[Coordinate annotation items]
----------

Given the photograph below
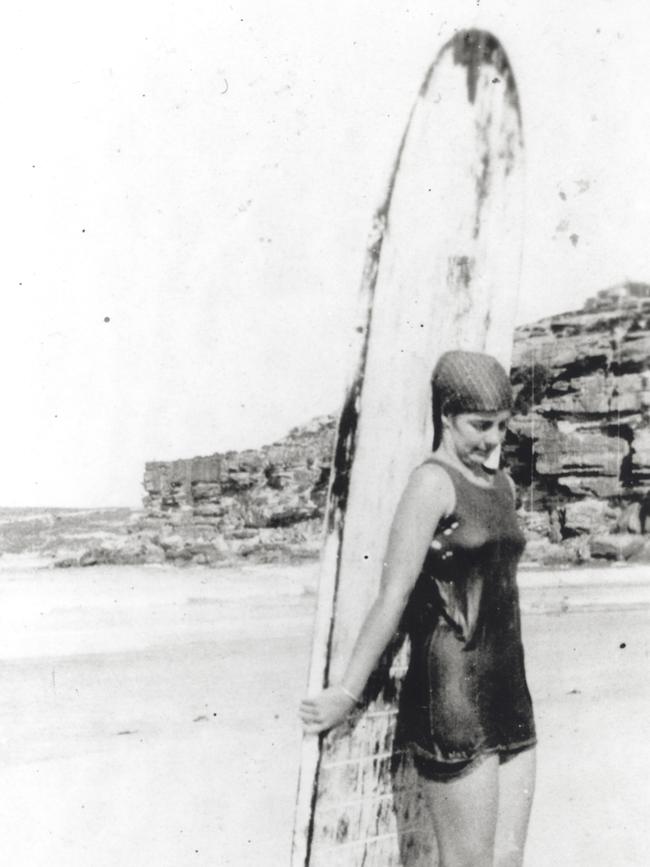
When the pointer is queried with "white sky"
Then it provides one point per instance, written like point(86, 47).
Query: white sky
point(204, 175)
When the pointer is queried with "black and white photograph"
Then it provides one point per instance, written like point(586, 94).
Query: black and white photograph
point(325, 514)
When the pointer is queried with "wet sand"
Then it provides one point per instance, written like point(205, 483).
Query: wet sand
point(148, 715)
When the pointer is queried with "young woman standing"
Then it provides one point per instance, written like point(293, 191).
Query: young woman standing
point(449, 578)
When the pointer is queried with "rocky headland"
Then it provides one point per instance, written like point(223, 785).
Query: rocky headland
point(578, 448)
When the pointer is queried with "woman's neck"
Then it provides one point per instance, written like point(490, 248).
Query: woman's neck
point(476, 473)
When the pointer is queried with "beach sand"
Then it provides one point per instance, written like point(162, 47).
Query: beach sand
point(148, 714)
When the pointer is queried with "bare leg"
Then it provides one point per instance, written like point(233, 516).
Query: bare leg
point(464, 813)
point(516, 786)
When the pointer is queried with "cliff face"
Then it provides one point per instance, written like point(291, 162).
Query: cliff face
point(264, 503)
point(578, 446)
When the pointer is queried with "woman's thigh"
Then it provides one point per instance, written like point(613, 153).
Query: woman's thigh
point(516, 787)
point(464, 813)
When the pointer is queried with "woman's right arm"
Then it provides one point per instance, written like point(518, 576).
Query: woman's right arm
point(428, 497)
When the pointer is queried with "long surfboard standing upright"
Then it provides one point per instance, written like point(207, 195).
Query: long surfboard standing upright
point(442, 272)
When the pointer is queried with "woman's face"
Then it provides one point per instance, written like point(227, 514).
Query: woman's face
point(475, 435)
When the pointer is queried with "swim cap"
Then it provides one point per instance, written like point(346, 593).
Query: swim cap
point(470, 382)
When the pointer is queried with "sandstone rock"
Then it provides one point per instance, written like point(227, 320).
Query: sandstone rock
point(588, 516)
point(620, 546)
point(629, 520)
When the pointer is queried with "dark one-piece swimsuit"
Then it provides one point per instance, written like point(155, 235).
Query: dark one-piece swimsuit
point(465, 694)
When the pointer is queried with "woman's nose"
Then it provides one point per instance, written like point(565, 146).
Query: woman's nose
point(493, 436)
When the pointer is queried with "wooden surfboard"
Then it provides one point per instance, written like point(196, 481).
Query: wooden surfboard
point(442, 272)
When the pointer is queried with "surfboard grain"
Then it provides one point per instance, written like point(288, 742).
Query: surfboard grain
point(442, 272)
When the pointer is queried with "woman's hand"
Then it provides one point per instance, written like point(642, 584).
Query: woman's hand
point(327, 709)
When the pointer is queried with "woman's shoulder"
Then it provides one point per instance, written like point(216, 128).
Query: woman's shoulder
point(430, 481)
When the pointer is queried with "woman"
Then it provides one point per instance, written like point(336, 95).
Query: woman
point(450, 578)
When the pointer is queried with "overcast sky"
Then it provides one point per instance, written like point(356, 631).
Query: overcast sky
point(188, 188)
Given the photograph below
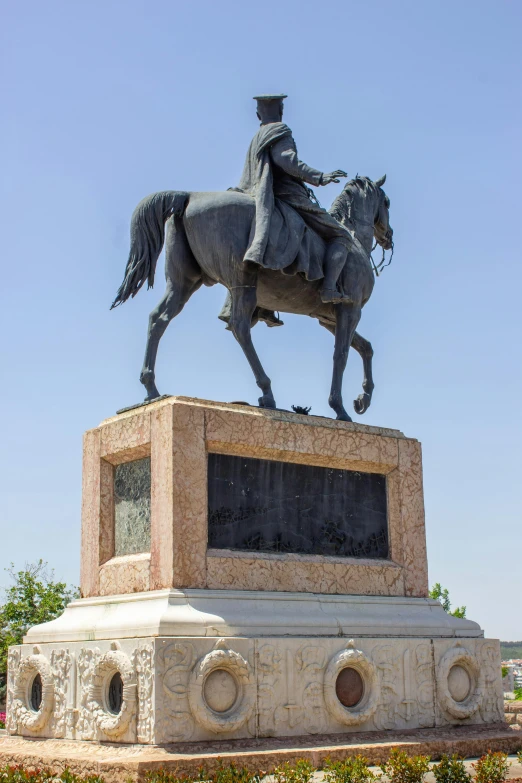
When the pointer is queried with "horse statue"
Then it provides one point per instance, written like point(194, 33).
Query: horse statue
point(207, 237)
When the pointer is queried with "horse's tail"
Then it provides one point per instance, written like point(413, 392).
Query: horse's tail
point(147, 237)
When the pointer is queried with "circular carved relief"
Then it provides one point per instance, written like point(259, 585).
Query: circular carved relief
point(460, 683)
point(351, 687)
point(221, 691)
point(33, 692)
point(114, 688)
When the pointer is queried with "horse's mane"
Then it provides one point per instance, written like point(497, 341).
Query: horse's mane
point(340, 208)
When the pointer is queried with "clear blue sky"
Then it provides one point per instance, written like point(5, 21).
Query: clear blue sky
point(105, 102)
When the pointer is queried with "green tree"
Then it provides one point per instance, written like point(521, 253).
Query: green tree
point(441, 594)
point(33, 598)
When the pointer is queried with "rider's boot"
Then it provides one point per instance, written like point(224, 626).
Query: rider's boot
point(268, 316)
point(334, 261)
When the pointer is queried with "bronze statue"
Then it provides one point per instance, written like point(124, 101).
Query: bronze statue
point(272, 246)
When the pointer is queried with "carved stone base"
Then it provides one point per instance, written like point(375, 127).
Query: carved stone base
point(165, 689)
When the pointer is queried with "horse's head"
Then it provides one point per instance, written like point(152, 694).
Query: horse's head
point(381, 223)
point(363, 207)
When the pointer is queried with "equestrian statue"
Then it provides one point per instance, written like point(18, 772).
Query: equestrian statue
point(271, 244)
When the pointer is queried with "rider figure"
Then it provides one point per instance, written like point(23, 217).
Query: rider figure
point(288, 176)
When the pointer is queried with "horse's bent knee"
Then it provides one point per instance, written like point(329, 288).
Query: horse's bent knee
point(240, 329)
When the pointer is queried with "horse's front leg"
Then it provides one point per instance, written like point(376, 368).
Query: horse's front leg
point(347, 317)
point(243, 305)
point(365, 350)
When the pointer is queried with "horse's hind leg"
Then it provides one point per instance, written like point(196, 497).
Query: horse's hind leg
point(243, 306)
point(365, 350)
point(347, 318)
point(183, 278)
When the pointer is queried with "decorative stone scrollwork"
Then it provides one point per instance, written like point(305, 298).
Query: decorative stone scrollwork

----------

YOUR TASK ▸ Arrange the items as a Markdown table with the columns Row and Line, one numbered row per line. Start from the very first line of the items and go on through the line that contains "point(476, 473)", skipping blank lines and leaving out the pictures.

SOLUTION TO THIS TASK ▸
| Row | Line |
|---|---|
| 1 | Given the photograph below |
| 2 | When the pointer is queried with "white sky" |
| 3 | Then it provides one point per instance, written like point(86, 47). |
| 4 | Query: white sky |
| 5 | point(204, 175) |
| 6 | When the pointer is queried with "black and white photograph" |
| 7 | Then it provides one point per instance, written like point(586, 94). |
| 8 | Query: black and white photograph |
| 9 | point(325, 514) |
| 10 | When the pointer is queried with "wet sand" |
| 11 | Then it provides one point per instance, written like point(205, 483). |
| 12 | Query: wet sand |
| 13 | point(148, 715) |
| 14 | When the pointer is queried with "young woman standing" |
| 15 | Then it provides one point per instance, written like point(293, 191). |
| 16 | Query: young woman standing |
| 17 | point(449, 578) |
| 18 | When the pointer is queried with "rocky headland" |
| 19 | Then it provides one point per instance, written like point(223, 785). |
| 20 | Query: rocky headland |
| 21 | point(578, 448) |
| 22 | When the pointer is queried with "woman's neck" |
| 23 | Then it provides one point per instance, written like point(490, 248). |
| 24 | Query: woman's neck |
| 25 | point(476, 473) |